--- start of Extracted records ---

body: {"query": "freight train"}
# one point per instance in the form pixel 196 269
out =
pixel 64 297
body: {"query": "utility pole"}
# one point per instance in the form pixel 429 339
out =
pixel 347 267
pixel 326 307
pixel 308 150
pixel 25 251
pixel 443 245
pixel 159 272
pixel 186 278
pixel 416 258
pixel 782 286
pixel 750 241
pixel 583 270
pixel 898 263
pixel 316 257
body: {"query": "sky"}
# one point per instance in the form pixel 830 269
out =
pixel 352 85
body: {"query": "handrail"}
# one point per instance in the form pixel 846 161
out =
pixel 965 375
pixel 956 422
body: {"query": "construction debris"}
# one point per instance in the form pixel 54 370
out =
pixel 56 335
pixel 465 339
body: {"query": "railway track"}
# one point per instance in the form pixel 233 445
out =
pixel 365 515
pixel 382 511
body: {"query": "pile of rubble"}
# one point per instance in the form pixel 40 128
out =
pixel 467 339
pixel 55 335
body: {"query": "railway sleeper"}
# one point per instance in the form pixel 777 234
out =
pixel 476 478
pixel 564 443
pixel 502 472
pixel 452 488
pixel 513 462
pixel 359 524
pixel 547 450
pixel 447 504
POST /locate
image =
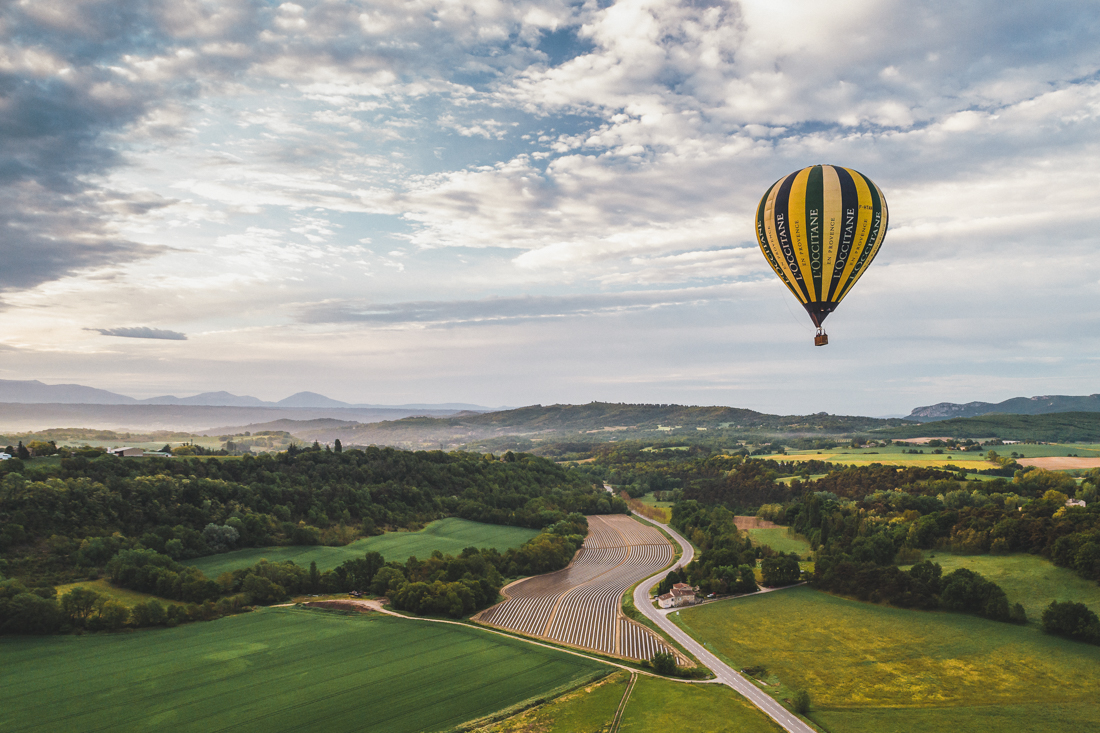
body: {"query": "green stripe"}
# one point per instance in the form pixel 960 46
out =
pixel 877 221
pixel 815 212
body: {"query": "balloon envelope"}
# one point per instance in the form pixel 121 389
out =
pixel 820 228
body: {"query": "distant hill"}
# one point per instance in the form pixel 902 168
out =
pixel 592 422
pixel 33 391
pixel 190 418
pixel 26 392
pixel 1053 427
pixel 1040 405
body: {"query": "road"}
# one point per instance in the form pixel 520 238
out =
pixel 726 674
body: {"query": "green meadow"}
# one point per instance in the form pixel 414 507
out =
pixel 877 669
pixel 655 704
pixel 1026 579
pixel 276 669
pixel 449 536
pixel 780 539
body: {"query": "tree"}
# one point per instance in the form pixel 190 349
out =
pixel 78 604
pixel 663 664
pixel 1073 620
pixel 220 539
pixel 315 577
pixel 780 570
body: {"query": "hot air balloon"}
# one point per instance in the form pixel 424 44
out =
pixel 820 228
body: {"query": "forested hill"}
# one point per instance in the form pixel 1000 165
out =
pixel 623 419
pixel 55 520
pixel 1055 427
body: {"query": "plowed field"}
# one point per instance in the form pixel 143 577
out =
pixel 580 605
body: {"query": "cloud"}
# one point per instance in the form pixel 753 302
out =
pixel 504 309
pixel 142 332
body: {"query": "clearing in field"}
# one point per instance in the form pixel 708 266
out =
pixel 277 669
pixel 1026 579
pixel 123 595
pixel 655 704
pixel 781 539
pixel 449 536
pixel 871 668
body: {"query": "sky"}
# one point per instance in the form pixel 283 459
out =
pixel 543 201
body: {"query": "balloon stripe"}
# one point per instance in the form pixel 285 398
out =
pixel 833 201
pixel 796 215
pixel 872 239
pixel 814 203
pixel 762 240
pixel 781 225
pixel 776 255
pixel 862 226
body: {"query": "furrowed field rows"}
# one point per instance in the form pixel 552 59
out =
pixel 580 605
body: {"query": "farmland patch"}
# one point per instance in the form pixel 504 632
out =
pixel 277 669
pixel 449 536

--- end of Extracted records ---

### Task objective
Rewrite all the rows above as a JSON list of strings, one string per line, skipping blank lines. Leave the pictures out.

### Correct response
[
  "body: {\"query\": \"freight train\"}",
  "# one point per instance in the form pixel 196 269",
  "out =",
  "pixel 64 297",
  "body: {\"query\": \"utility pole\"}",
  "# one point per instance in the form pixel 429 339",
  "out =",
  "pixel 347 267",
  "pixel 326 307",
  "pixel 308 150",
  "pixel 25 251",
  "pixel 443 245",
  "pixel 159 272",
  "pixel 186 278",
  "pixel 416 258",
  "pixel 782 286",
  "pixel 750 241",
  "pixel 583 270",
  "pixel 898 263",
  "pixel 316 257",
  "body: {\"query\": \"sky\"}",
  "# one point per instance in the form pixel 830 269",
  "out =",
  "pixel 352 85",
  "body: {\"query\": \"handrail\"}",
  "# one point per instance in the form pixel 846 161",
  "out =",
  "pixel 965 375",
  "pixel 956 422",
  "body: {\"query\": \"construction debris\"}",
  "# one point per instance in the form pixel 54 370",
  "out =",
  "pixel 56 335",
  "pixel 465 339",
  "body: {\"query\": \"railway track\"}",
  "# one point per instance in the form pixel 233 445",
  "out =",
  "pixel 365 515",
  "pixel 382 511",
  "body: {\"query\": \"pile of rubble\"}",
  "# one point per instance in the form pixel 40 128",
  "out =",
  "pixel 467 339",
  "pixel 55 335",
  "body: {\"query\": \"railway sleeper\"}",
  "# one point per instance in the form pixel 777 234",
  "out =",
  "pixel 476 478",
  "pixel 564 443",
  "pixel 502 472",
  "pixel 452 488",
  "pixel 513 462",
  "pixel 359 524",
  "pixel 547 450",
  "pixel 447 504",
  "POST /locate",
  "image =",
  "body: {\"query\": \"green stripe\"}",
  "# one point per instance in the form pixel 960 46",
  "out =",
  "pixel 877 221",
  "pixel 815 212",
  "body: {\"query\": \"balloon envelope\"}",
  "# one point per instance in the form pixel 121 389",
  "out =",
  "pixel 820 228",
  "body: {\"query\": \"distant hill\"}",
  "# one point per instance in the form pixel 902 168",
  "out =",
  "pixel 592 422",
  "pixel 33 391",
  "pixel 190 418",
  "pixel 26 392",
  "pixel 1053 427",
  "pixel 1040 405",
  "body: {\"query\": \"road\"}",
  "# one point per instance in the form pixel 520 238",
  "out =",
  "pixel 726 674",
  "body: {\"query\": \"green meadow\"}",
  "# one point per instance in the form pixel 414 507",
  "out =",
  "pixel 877 669",
  "pixel 655 704",
  "pixel 1026 579",
  "pixel 276 669",
  "pixel 449 536",
  "pixel 780 539",
  "body: {\"query\": \"tree\"}",
  "# one point per instance in the form pixel 190 349",
  "out =",
  "pixel 78 604",
  "pixel 663 664",
  "pixel 1073 620",
  "pixel 220 539",
  "pixel 315 577",
  "pixel 780 570",
  "body: {\"query\": \"hot air balloon\"}",
  "# one point per instance in the form pixel 424 44",
  "out =",
  "pixel 820 228",
  "body: {\"query\": \"forested hill\"}",
  "# one point per instance in the form pixel 1000 165",
  "out =",
  "pixel 623 419",
  "pixel 55 520",
  "pixel 1055 427",
  "body: {\"query\": \"plowed field\"}",
  "# one point per instance in the form pixel 143 577",
  "out =",
  "pixel 580 605",
  "body: {\"query\": \"cloud\"}",
  "# one point per instance in the form pixel 753 302",
  "out =",
  "pixel 504 309",
  "pixel 142 332",
  "body: {\"query\": \"clearing in field\"}",
  "# one point per instance in the form pixel 708 266",
  "out =",
  "pixel 277 669",
  "pixel 1026 579",
  "pixel 123 595",
  "pixel 655 704",
  "pixel 781 539",
  "pixel 449 536",
  "pixel 871 668",
  "body: {\"query\": \"sky\"}",
  "# one point per instance in the form pixel 283 459",
  "out =",
  "pixel 543 201",
  "body: {\"query\": \"balloon stripe\"}",
  "# one point per instance in the form pixel 285 398",
  "out =",
  "pixel 833 201",
  "pixel 796 215",
  "pixel 872 239",
  "pixel 814 203",
  "pixel 762 240",
  "pixel 781 225",
  "pixel 776 255",
  "pixel 862 226",
  "body: {\"query\": \"furrowed field rows\"}",
  "# one point per instance in the form pixel 552 59",
  "out =",
  "pixel 580 605",
  "body: {\"query\": \"farmland patch\"}",
  "# one point per instance in the form pixel 504 632",
  "out =",
  "pixel 277 669",
  "pixel 449 536"
]